**Task requirements**
Reproduce every one of the following records word for word, leaving out the pictures.

**Data supplied**
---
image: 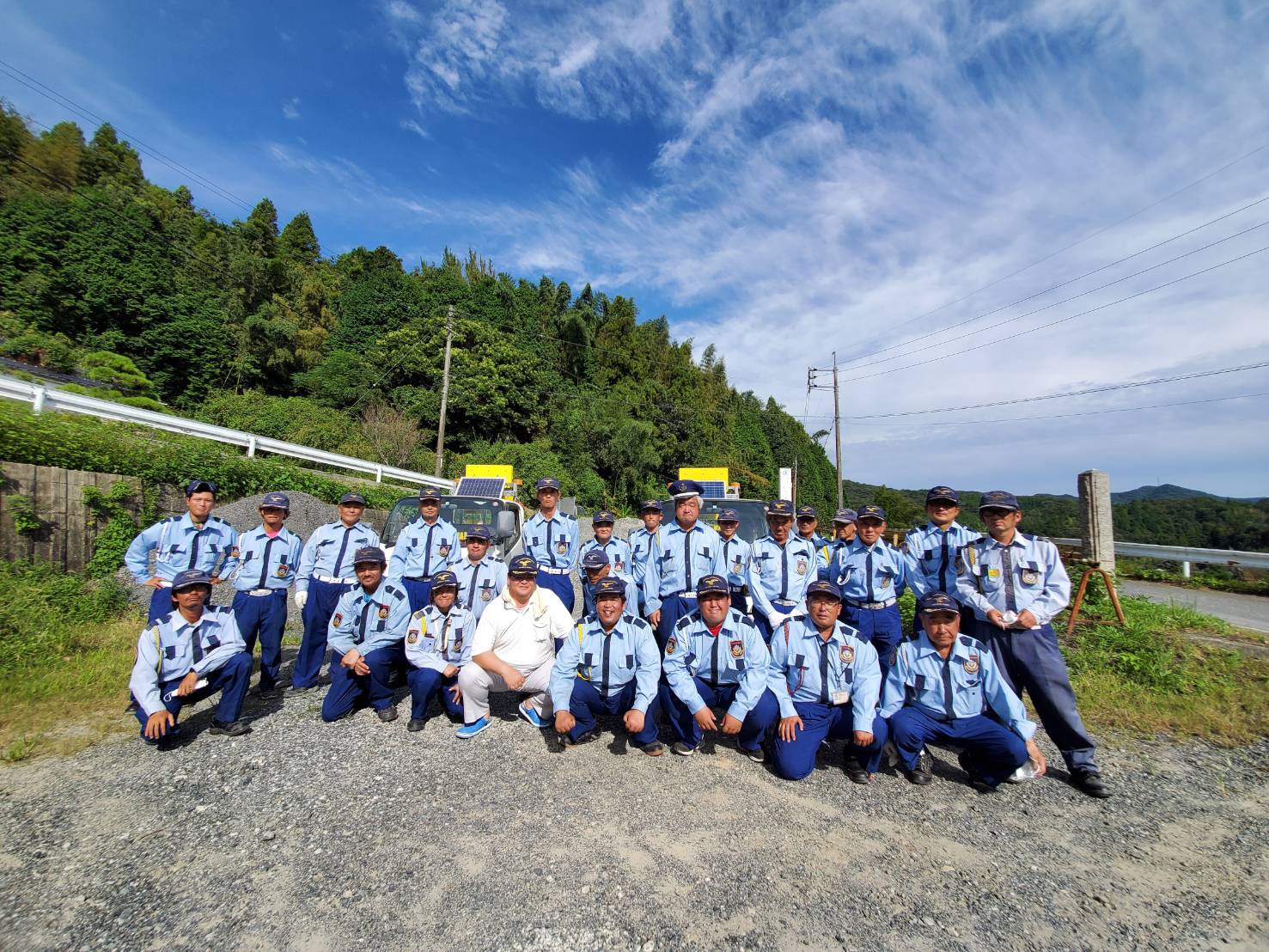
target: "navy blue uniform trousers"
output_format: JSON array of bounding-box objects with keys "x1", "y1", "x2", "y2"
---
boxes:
[{"x1": 657, "y1": 678, "x2": 780, "y2": 750}]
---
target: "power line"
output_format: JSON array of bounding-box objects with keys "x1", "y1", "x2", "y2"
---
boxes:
[{"x1": 841, "y1": 245, "x2": 1269, "y2": 383}]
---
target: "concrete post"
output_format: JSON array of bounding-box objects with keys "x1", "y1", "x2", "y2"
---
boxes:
[{"x1": 1078, "y1": 470, "x2": 1114, "y2": 572}]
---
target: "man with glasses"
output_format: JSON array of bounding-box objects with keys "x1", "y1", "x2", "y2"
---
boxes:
[
  {"x1": 123, "y1": 479, "x2": 239, "y2": 625},
  {"x1": 957, "y1": 490, "x2": 1110, "y2": 798}
]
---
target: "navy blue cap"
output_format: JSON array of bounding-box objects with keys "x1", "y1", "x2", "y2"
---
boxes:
[
  {"x1": 979, "y1": 489, "x2": 1022, "y2": 513},
  {"x1": 855, "y1": 503, "x2": 886, "y2": 522},
  {"x1": 353, "y1": 546, "x2": 388, "y2": 567},
  {"x1": 431, "y1": 569, "x2": 458, "y2": 591},
  {"x1": 171, "y1": 569, "x2": 212, "y2": 591},
  {"x1": 697, "y1": 575, "x2": 731, "y2": 596},
  {"x1": 670, "y1": 479, "x2": 705, "y2": 503},
  {"x1": 916, "y1": 589, "x2": 961, "y2": 614},
  {"x1": 806, "y1": 579, "x2": 841, "y2": 598},
  {"x1": 590, "y1": 575, "x2": 625, "y2": 601},
  {"x1": 506, "y1": 555, "x2": 538, "y2": 575}
]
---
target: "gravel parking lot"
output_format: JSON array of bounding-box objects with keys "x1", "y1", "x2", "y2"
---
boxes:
[{"x1": 0, "y1": 674, "x2": 1269, "y2": 952}]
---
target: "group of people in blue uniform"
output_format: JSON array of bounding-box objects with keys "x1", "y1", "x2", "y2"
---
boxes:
[{"x1": 125, "y1": 477, "x2": 1110, "y2": 797}]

**The output**
---
image: 
target: "navy blue uniform trousers"
output_format: JSON array of bounding-box objects with keys "x1", "y1", "x2", "y2"
---
boxes:
[{"x1": 657, "y1": 678, "x2": 780, "y2": 750}]
---
target: "power line"
output_format: JSON array of bounding-box objects with keys "x1", "y1", "x2", "y2"
---
boxes:
[{"x1": 841, "y1": 245, "x2": 1269, "y2": 383}]
---
target: "concrete post"
output_format: JSON array of bounding-box objects with keys "x1", "y1", "x2", "y2"
---
boxes:
[{"x1": 1078, "y1": 470, "x2": 1114, "y2": 572}]
---
target: "man with glasses"
output_format: JSON array of bounding-box objects with keys "x1", "y1", "x2", "y2"
---
boxes:
[
  {"x1": 123, "y1": 479, "x2": 239, "y2": 625},
  {"x1": 957, "y1": 490, "x2": 1110, "y2": 798}
]
---
target: "navy blue cap"
output_format: JSON array of bounding-box objects with keys "x1", "y1", "x2", "y2"
---
boxes:
[
  {"x1": 979, "y1": 489, "x2": 1022, "y2": 513},
  {"x1": 855, "y1": 503, "x2": 886, "y2": 522},
  {"x1": 353, "y1": 546, "x2": 388, "y2": 567},
  {"x1": 431, "y1": 569, "x2": 458, "y2": 591},
  {"x1": 171, "y1": 569, "x2": 212, "y2": 591},
  {"x1": 697, "y1": 575, "x2": 731, "y2": 596},
  {"x1": 670, "y1": 479, "x2": 705, "y2": 503},
  {"x1": 916, "y1": 589, "x2": 961, "y2": 614},
  {"x1": 806, "y1": 579, "x2": 841, "y2": 598},
  {"x1": 590, "y1": 575, "x2": 625, "y2": 601},
  {"x1": 506, "y1": 555, "x2": 538, "y2": 575}
]
---
target: "gravel parking lot"
output_format: JSON array of bounding-box objects with keys "x1", "y1", "x2", "y2"
---
boxes:
[{"x1": 0, "y1": 674, "x2": 1269, "y2": 952}]
---
target: "group of people in blue uniform"
output_format: JSON array of bounding-box objects with keys "x1", "y1", "x2", "y2"
---
boxes:
[{"x1": 125, "y1": 477, "x2": 1110, "y2": 797}]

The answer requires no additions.